**Page text**
--
Yes, it’s a complex area. As chemists, around 1994 we set out on a project to define about 50 “media types” as part of what we called a chemical MIME content type. Quite a few of our choices still are in use but things have got far more complex since then. It might be worth taking a complete look at all the currently ratified MIME types for some help http://www.sitepoint.com/web-foundations/mime-types-complete-list/
Dave Martinsen has reviewed more recently; D. P. Martinsen, Supplemental Journal Article Materials in ACS Symposium Series, Special Issues in Data Management, 2012, Chapter 3, pp 31-45, DOI: http://doi.org7r9 and that might contain some more recent pointers in the physical sciences area.
On 18/04/2016, 13:01, "Research Data Management discussion list on behalf of Mary Donaldson" <[log in to unmask] on behalf of [log in to unmask]> wrote:
>Hello,
>
>At Glasgow, we're staring to look at how we handle data that is included in supplementary information files. We're becoming increasingly aware of the broad range of file types that are being included in SI, beyond the usual PDFs and extra figures. Many of these file types contain representations of data rather than the data themselves, but some could be data.
>
>We're planning on having a discussion soon to develop some internal guidelines for when the SI files should go in our publications repository and when they merit a record in the data repository. Has anyone else already visited this territory? If so, we'd love to know what conclusions you came to. We will also be happy to share our ideas once we've given them some thought and testing.
>
>Best wishes,
>Mary
>
>RDM Service Coordinator,
>University of Glasgow.
|
--
**Supplied data**
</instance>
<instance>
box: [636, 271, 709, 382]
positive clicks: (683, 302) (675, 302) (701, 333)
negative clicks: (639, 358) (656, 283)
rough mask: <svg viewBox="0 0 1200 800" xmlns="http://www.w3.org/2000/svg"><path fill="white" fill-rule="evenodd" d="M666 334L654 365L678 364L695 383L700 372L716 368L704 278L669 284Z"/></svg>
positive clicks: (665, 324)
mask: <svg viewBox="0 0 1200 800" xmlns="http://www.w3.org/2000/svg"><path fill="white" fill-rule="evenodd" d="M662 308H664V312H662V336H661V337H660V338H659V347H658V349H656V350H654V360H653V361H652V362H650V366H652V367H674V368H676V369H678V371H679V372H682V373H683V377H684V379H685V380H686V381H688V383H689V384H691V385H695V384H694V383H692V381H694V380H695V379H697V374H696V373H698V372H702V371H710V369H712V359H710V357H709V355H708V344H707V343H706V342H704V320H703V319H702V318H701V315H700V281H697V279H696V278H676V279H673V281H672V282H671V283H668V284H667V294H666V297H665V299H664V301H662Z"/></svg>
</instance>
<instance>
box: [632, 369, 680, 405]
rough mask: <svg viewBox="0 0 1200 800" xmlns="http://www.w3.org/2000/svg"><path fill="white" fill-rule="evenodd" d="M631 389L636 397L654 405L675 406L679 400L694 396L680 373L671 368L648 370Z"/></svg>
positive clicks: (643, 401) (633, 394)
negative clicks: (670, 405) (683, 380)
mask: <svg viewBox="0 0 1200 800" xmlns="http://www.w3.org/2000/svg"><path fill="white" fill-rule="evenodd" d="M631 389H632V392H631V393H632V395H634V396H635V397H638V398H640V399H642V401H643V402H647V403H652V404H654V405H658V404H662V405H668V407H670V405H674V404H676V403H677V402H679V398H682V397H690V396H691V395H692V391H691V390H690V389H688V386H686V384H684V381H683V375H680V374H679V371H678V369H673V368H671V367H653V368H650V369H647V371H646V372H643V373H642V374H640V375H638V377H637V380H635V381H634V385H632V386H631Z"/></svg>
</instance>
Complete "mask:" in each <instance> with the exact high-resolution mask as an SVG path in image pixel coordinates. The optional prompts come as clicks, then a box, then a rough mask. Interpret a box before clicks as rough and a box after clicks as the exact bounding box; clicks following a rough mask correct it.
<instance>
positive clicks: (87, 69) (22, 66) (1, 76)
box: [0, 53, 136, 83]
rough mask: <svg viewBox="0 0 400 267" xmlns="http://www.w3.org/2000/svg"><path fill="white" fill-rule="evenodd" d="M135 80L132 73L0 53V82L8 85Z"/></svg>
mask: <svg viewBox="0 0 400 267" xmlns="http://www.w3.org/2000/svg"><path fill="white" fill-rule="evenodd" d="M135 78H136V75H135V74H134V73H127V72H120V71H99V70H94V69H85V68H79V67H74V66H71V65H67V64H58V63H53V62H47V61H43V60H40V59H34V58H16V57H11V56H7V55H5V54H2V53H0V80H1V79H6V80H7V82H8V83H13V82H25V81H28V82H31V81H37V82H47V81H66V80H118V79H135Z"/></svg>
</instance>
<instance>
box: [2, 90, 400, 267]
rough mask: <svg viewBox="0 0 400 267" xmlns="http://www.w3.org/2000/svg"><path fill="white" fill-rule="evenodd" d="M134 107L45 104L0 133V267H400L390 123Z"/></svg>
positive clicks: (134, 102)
--
**Exercise description**
Answer these questions about the forum thread above, one per line:
1. Around what year did the chemists begin their project to define media types?
2. Between which two repositories is Glasgow deciding where supplementary information files should go?
3. What position does Mary Donaldson hold?

**Result for this task**
1. Around 1994.
2. The publications repository and the data repository.
3. RDM Service Coordinator at the University of Glasgow.